## Start

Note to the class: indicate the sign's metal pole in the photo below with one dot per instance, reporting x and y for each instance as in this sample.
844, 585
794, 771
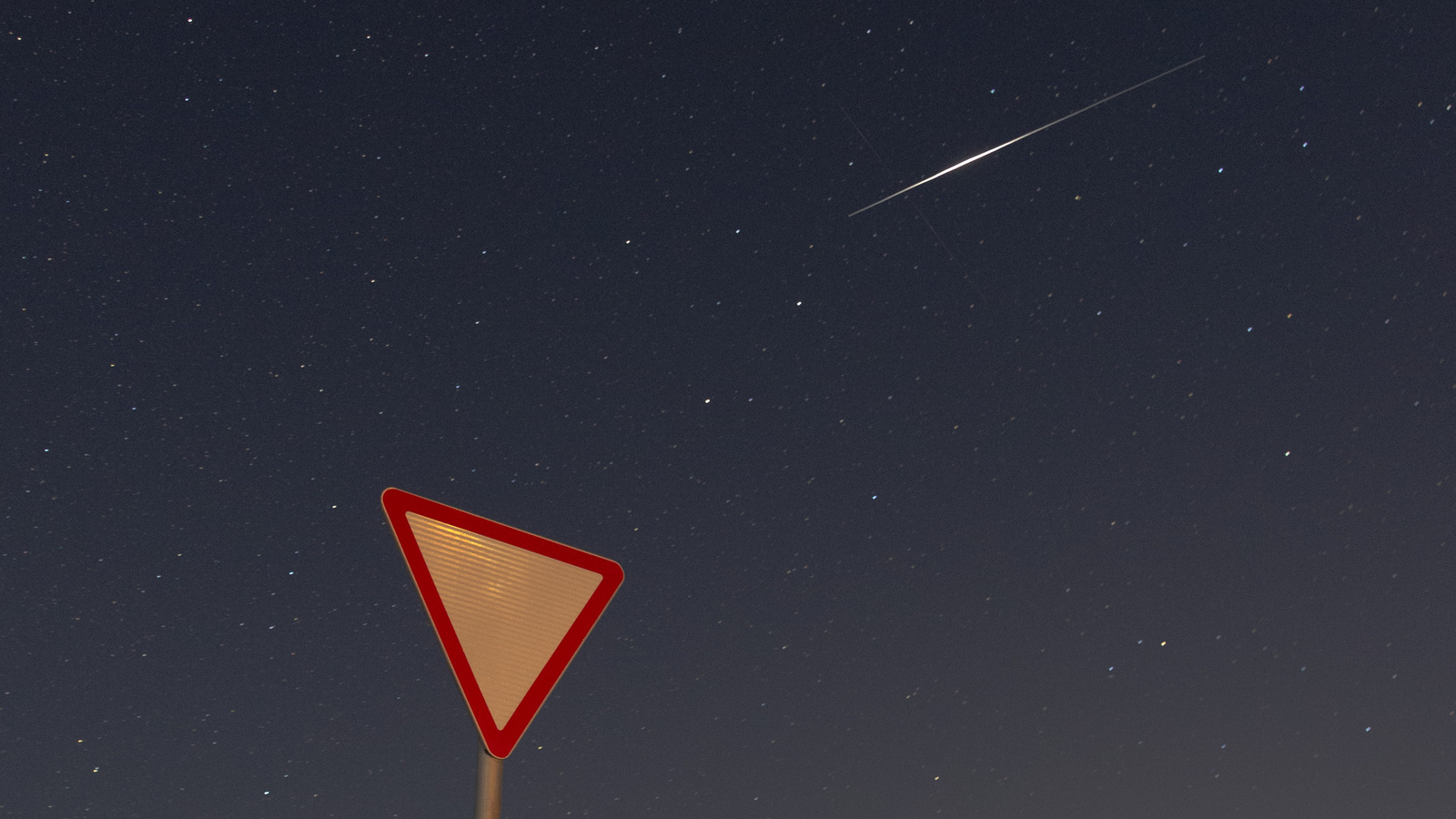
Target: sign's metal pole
488, 787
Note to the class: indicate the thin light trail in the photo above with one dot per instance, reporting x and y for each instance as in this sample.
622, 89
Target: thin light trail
985, 153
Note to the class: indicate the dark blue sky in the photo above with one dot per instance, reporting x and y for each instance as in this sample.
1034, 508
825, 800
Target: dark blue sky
1111, 475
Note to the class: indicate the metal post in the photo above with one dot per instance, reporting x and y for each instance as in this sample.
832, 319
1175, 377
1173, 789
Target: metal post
488, 787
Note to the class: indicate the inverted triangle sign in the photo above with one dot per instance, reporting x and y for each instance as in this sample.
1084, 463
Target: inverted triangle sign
510, 608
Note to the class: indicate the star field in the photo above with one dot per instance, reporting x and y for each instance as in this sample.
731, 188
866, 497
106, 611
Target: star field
1110, 475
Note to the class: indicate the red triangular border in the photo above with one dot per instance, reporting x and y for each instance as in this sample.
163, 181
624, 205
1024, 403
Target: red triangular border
499, 742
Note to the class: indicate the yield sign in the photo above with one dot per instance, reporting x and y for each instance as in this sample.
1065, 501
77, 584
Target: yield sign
510, 608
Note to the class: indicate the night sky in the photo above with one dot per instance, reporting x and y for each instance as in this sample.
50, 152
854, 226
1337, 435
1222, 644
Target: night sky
1113, 475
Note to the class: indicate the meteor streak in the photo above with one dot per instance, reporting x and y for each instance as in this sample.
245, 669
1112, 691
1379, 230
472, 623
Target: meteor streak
985, 153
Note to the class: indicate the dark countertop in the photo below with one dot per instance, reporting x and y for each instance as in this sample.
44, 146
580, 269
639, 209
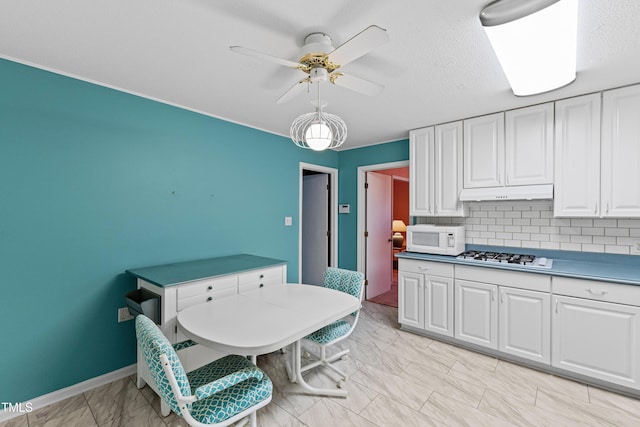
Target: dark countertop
181, 272
604, 267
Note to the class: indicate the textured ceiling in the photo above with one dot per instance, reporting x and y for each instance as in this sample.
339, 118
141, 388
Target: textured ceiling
438, 66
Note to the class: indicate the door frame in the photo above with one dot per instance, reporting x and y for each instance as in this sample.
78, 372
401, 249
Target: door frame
333, 211
362, 176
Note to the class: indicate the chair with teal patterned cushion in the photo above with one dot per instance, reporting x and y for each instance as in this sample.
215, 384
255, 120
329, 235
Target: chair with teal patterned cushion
351, 282
220, 393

## End

**Do this**. Scale the records from the line with "Note to the class: indicate the dark countertop" through the end of the records, both ends included, and give only those lines again, requests and all. Multiply every answer coordinate by 2.5 and round to whole numbers, halves up, keeping the sample coordinates in the requests unchanged and leaving the pictures out.

**Exercise solution**.
Note to the class: indicate the dark countertop in the photo below with one dot per instance, reporting x and y for each instance as in this sample.
44, 146
580, 269
639, 209
Target: dark countertop
453, 680
1510, 668
Note to the class: indicate the textured ceiling in the photo above with one dot per instance, reporting x and y for each instance as in this sample.
339, 118
141, 388
Target: textured ceiling
1095, 165
Note to the class: indicate the door frame in the photo above with one dot per instance, reporting x and y for each instance as in this sample.
78, 372
401, 249
Target: door frame
833, 528
905, 440
Note to the class: indicate the chair with teal patterned cushion in the photo above with one dot per instance, reporting x and y for each instance as in this sample.
215, 384
255, 120
329, 235
Target: chair with teal patterned cushion
878, 705
550, 983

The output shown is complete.